PROBLEM 1:
Which key words does the nonepileptic seizures abstract below list?
PROBLEM 2:
Can you duplicate the nonepileptic seizures abstract below word for word, between "OBJECTIVE: A history" and "quantify current somatization.", inclusive?

DOCUMENT EXTRACT:
____________

Address reprint requests to: Peter Salmon, DPhil, University of Liverpool, Department of Clinical Psychology, The Quadrangle, Brownlow Hill, Liverpool, L69 3GB, England. Email: psalmon{at}liv.ac.uk
Received for publication July 3, 2002; revision received October 25, 2002.
OBJECTIVE: A history of childhood sexual abuse is thought to characterize patients with nonepileptic seizures (NES). We tested the hypotheses: 1) that history of sexual abuse is more prevalent in patients with NES than in controls with epilepsy; 2) that such abuse is associated with NES, not directly but because it is a marker of family dysfunction; and 3) that family dysfunction and abuse are, in turn, linked to NES because they increase a general tendency to somatize.
METHODS: We compared 81 patients with NES with 81 case-matched epilepsy patients, using questionnaires to elicit recollections of sexual, physical, and psychological abuse and family atmosphere and to quantify current somatization.
RESULTS: Although each form of abuse was more prevalent in NES patients, only child psychological abuse uniquely distinguished NES from epilepsy. However, its association with NES was explained by family dysfunction. A general tendency to somatize explained part of the relationship of abuse to NES.
CONCLUSIONS: Abuse therefore seems to be a marker for aspects of family dysfunction that are associated with and may therefore cause somatization and, specifically, NES.
Key Words: epilepsy, nonepileptic seizures, somatization, abuse, family dysfunction.
Abbreviations: CFI = comparative fit index;; CI = confidence interval;; EEG = electroencephalogram;; NES = nonepileptic seizures;; OR = odds ratio.

____________

RECORDS SHOWN:
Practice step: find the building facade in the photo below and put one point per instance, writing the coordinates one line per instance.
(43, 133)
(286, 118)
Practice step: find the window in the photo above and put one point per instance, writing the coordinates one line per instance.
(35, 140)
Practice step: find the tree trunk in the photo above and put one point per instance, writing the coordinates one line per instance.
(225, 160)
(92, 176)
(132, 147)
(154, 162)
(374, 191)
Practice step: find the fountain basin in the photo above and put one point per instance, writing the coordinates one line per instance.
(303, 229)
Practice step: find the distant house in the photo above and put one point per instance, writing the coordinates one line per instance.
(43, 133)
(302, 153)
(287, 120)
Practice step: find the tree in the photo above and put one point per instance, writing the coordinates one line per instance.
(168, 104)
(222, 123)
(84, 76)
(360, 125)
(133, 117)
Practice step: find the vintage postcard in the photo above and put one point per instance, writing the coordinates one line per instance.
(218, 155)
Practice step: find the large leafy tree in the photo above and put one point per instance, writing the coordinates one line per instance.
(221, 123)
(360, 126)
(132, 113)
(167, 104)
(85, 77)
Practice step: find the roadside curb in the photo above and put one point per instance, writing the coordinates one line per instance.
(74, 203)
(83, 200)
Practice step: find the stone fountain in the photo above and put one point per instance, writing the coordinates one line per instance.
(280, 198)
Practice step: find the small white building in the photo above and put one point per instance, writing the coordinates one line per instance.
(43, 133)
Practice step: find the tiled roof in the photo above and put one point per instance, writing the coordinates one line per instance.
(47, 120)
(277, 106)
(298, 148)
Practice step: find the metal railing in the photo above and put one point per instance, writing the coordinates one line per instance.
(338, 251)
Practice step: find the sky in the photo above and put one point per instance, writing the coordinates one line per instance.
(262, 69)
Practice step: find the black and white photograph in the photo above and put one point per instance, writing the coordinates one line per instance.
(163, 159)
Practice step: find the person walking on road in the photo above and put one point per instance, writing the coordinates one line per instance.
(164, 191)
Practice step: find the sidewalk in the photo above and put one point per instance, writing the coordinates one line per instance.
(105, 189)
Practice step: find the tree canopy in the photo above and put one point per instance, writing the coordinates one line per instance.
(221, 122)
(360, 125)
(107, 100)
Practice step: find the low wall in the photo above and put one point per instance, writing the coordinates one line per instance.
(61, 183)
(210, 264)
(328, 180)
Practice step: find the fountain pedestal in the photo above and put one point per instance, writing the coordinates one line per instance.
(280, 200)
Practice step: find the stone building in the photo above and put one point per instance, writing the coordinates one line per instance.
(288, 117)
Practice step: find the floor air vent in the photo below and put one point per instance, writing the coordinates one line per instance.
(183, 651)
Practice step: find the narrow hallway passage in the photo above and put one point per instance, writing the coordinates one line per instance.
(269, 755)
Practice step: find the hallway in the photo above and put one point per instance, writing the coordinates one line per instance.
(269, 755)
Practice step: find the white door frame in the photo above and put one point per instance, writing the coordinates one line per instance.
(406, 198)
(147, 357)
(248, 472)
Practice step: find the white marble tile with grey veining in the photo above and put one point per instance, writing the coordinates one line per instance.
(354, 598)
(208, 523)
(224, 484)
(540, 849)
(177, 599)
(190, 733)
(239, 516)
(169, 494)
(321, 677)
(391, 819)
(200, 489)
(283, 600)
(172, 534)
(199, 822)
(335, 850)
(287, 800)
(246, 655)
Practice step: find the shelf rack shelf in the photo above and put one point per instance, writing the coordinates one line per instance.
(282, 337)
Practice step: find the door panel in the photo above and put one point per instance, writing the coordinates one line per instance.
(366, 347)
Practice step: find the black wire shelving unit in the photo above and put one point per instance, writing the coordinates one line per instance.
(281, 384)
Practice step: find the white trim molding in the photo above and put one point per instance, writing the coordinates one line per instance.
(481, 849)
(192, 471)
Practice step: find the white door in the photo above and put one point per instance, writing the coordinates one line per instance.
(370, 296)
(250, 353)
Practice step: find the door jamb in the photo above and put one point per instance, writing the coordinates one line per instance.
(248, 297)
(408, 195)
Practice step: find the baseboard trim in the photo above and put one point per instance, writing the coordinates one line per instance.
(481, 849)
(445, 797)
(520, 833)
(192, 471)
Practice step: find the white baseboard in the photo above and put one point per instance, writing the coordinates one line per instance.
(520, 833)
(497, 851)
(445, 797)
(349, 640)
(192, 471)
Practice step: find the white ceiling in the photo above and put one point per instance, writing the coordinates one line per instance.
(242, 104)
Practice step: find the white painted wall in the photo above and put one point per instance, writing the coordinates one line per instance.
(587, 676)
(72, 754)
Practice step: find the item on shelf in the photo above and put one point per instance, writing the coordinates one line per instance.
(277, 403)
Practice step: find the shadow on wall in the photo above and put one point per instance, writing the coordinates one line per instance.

____________

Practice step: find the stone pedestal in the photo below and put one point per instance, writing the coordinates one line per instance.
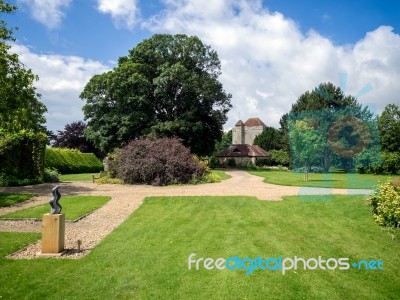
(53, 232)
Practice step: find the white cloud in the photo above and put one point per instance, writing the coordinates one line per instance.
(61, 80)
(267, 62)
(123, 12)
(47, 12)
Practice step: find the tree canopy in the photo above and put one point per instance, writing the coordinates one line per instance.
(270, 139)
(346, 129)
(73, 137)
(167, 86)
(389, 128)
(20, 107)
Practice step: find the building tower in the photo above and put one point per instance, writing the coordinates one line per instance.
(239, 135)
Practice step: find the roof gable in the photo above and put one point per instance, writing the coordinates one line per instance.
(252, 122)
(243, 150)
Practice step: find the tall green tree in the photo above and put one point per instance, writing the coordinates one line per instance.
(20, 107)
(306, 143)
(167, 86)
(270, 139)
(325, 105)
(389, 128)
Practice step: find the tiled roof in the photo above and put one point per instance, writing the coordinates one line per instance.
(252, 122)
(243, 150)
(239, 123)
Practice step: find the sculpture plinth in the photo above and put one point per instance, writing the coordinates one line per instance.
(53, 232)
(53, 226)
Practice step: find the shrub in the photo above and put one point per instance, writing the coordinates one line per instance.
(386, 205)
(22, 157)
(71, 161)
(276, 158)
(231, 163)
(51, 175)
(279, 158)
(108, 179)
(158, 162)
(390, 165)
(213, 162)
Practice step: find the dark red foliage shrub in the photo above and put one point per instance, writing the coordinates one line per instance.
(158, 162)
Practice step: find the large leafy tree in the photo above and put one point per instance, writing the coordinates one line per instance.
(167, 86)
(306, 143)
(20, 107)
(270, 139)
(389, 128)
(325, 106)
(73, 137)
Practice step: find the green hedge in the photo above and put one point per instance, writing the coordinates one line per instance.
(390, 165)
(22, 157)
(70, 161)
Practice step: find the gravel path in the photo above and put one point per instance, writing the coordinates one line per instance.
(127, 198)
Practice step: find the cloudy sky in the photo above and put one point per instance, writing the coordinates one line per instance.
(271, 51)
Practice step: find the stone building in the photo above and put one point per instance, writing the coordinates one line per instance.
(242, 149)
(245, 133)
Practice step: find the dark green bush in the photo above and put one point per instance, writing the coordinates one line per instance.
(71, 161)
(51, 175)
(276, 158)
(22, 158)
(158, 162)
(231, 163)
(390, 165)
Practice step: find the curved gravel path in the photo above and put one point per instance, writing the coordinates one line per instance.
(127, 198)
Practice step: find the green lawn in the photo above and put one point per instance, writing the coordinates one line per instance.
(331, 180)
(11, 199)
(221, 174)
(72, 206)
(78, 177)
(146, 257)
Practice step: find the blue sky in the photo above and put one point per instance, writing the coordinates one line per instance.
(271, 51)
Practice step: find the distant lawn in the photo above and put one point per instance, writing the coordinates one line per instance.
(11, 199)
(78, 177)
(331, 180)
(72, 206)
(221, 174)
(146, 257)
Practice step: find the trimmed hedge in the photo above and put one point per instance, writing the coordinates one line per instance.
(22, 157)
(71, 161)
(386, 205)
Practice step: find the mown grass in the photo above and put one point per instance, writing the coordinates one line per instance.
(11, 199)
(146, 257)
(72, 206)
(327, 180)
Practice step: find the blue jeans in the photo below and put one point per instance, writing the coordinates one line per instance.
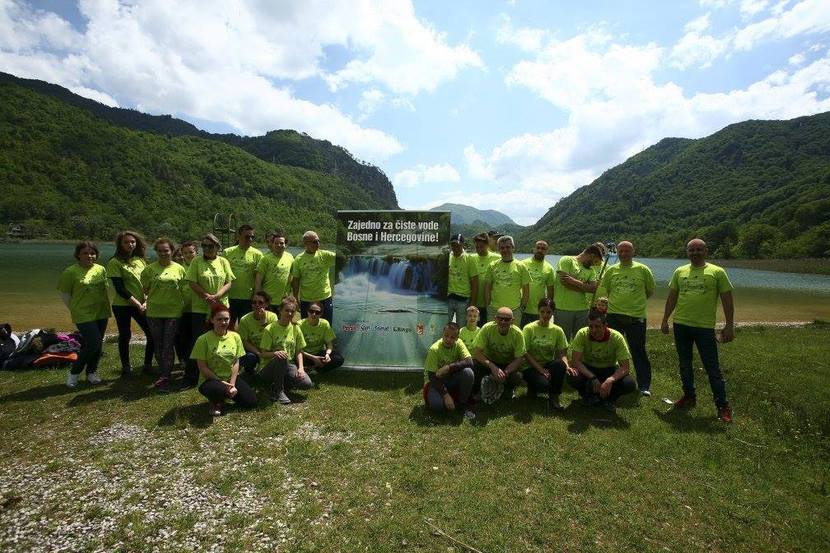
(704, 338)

____________

RESPONSE BOX 1:
epilepsy, nonepileptic seizures, somatization, abuse, family dysfunction

RESPONSE BOX 2:
OBJECTIVE: A history of childhood sexual abuse is thought to characterize patients with nonepileptic seizures (NES). We tested the hypotheses: 1) that history of sexual abuse is more prevalent in patients with NES than in controls with epilepsy; 2) that such abuse is associated with NES, not directly but because it is a marker of family dysfunction; and 3) that family dysfunction and abuse are, in turn, linked to NES because they increase a general tendency to somatize.
METHODS: We compared 81 patients with NES with 81 case-matched epilepsy patients, using questionnaires to elicit recollections of sexual, physical, and psychological abuse and family atmosphere and to quantify current somatization.